:: TASK BRIEF ::
Please copy every line of the data below, shifting each coordinate in the points listed under each "Target:" line up by 22 and leaving everything else unchanged. Leave the pictures out.

-- BEGIN DATA FOR THIS EXERCISE --

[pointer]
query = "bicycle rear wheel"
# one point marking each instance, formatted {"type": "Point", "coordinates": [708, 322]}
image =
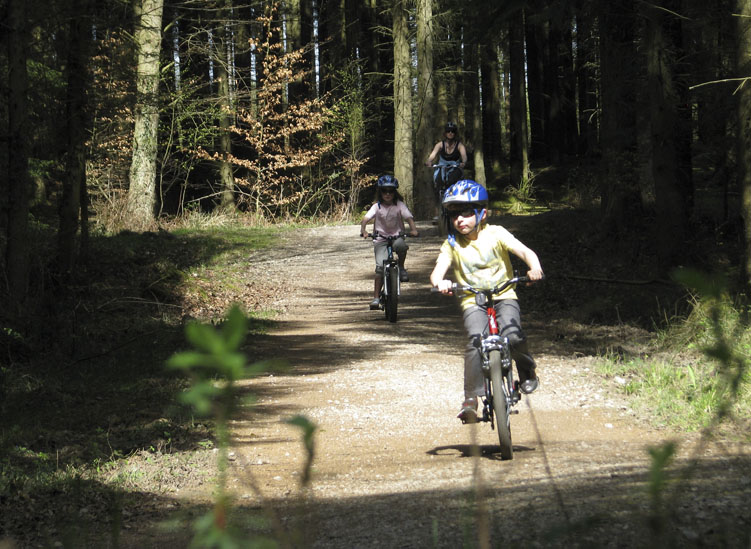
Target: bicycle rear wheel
{"type": "Point", "coordinates": [392, 295]}
{"type": "Point", "coordinates": [500, 405]}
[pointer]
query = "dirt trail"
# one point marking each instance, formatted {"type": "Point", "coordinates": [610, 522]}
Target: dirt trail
{"type": "Point", "coordinates": [394, 468]}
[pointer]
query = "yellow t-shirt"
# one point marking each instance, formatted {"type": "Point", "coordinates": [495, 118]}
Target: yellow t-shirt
{"type": "Point", "coordinates": [482, 263]}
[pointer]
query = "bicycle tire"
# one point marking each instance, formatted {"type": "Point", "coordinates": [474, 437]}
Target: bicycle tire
{"type": "Point", "coordinates": [392, 297]}
{"type": "Point", "coordinates": [500, 405]}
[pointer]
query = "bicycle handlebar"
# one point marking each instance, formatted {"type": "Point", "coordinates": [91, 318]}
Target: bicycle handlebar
{"type": "Point", "coordinates": [488, 291]}
{"type": "Point", "coordinates": [376, 234]}
{"type": "Point", "coordinates": [451, 164]}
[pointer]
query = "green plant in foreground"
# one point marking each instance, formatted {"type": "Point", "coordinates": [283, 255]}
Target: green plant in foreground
{"type": "Point", "coordinates": [215, 367]}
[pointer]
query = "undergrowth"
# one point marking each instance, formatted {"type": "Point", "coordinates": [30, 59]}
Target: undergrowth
{"type": "Point", "coordinates": [698, 374]}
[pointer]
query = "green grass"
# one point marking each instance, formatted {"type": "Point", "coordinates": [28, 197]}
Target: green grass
{"type": "Point", "coordinates": [699, 374]}
{"type": "Point", "coordinates": [89, 410]}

-- END DATA FOR THIS EXERCISE --

:: FINAL ANSWER ::
[pointer]
query = "bicycle rear wheel"
# one point marking each instance, formatted {"type": "Point", "coordinates": [708, 322]}
image =
Target: bicycle rear wheel
{"type": "Point", "coordinates": [414, 317]}
{"type": "Point", "coordinates": [522, 427]}
[pointer]
query = "dirt trail"
# one point marking each instance, formatted {"type": "Point", "coordinates": [610, 522]}
Target: dirt trail
{"type": "Point", "coordinates": [416, 490]}
[pointer]
query = "yellow t-shirt"
# one point marking each instance, formatted {"type": "Point", "coordinates": [495, 118]}
Target: yellow t-shirt
{"type": "Point", "coordinates": [504, 285]}
[pointer]
query = "bicycle tire"
# one point marking each instance, formatted {"type": "Point", "coordinates": [474, 437]}
Target: bicycle tire
{"type": "Point", "coordinates": [414, 319]}
{"type": "Point", "coordinates": [522, 427]}
[pointer]
query = "bicycle handlebar"
# one point marking each instance, formatted {"type": "Point", "coordinates": [91, 318]}
Target: bicycle handlebar
{"type": "Point", "coordinates": [510, 313]}
{"type": "Point", "coordinates": [398, 256]}
{"type": "Point", "coordinates": [473, 186]}
[pointer]
query = "green plant in foreground"
# one point marking each instance, formatted {"type": "Point", "coordinates": [283, 255]}
Target: green plant in foreground
{"type": "Point", "coordinates": [237, 389]}
[pointer]
query = "undergrowth"
# one point marking each instance, formatted {"type": "Point", "coordinates": [30, 59]}
Target: undergrowth
{"type": "Point", "coordinates": [720, 396]}
[pointer]
query = "green grass"
# one point marking each instance, formatted {"type": "Point", "coordinates": [28, 197]}
Target: green grass
{"type": "Point", "coordinates": [721, 396]}
{"type": "Point", "coordinates": [111, 432]}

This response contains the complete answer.